TASK STATEMENT -> Scan the records below, and wherever a line has the word "Label", pull it out.

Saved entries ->
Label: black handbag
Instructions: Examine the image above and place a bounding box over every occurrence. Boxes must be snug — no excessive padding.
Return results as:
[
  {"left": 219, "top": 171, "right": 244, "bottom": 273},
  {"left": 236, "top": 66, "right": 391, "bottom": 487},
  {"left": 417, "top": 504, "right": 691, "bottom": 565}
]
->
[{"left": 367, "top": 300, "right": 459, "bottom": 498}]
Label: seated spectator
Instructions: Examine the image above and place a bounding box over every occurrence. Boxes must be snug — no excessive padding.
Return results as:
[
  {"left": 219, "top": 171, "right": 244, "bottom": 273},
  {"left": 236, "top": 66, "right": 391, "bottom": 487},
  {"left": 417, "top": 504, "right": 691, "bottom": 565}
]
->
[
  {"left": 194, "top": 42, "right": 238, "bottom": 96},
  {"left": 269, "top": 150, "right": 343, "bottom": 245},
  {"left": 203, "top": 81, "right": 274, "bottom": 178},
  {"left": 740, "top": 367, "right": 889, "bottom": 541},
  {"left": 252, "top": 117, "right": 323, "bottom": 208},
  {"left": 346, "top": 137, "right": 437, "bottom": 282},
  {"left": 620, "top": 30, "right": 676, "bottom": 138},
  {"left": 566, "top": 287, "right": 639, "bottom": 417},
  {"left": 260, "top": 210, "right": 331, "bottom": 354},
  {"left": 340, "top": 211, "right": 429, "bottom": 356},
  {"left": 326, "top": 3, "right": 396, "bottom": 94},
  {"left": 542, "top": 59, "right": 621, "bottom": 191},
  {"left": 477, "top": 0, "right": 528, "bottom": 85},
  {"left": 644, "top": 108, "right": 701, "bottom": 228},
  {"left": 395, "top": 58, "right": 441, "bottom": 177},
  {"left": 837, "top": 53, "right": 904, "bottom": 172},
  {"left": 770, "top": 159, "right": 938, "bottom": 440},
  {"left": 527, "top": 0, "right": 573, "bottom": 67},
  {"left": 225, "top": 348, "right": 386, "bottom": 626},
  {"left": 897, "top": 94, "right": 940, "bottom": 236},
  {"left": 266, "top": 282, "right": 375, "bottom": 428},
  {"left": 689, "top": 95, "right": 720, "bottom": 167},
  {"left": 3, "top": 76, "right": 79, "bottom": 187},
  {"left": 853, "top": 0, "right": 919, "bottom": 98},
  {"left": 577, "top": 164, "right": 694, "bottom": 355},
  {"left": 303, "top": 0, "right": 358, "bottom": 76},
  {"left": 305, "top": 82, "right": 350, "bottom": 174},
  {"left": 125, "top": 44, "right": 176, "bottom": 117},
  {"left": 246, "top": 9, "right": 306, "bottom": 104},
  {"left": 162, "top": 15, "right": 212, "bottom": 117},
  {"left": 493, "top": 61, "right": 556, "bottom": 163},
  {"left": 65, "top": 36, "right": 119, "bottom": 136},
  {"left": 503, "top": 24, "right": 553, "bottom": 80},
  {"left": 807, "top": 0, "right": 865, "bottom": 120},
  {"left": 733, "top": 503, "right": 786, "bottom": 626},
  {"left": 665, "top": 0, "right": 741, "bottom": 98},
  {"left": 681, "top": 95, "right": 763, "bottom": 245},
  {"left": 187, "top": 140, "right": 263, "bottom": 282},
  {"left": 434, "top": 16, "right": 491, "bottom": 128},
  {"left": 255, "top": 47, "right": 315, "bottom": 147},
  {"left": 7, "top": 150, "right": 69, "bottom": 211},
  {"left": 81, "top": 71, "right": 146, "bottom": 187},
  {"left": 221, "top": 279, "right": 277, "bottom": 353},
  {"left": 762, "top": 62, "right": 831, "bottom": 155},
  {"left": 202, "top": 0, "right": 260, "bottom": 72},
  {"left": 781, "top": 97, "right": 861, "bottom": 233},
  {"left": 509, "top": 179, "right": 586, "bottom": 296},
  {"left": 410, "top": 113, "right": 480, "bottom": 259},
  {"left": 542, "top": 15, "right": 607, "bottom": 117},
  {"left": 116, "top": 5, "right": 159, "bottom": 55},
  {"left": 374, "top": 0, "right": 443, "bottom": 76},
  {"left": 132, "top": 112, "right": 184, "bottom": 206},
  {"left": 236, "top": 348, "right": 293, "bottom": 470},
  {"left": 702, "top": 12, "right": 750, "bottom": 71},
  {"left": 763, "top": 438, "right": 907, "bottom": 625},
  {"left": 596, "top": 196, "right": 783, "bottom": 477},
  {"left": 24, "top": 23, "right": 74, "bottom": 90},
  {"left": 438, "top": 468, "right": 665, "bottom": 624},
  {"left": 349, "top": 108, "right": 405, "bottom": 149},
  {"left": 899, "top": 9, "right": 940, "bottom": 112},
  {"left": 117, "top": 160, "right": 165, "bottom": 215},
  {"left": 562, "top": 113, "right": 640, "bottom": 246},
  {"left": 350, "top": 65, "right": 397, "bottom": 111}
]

RESULT BELOW ->
Label: black handbag
Label: seated spectator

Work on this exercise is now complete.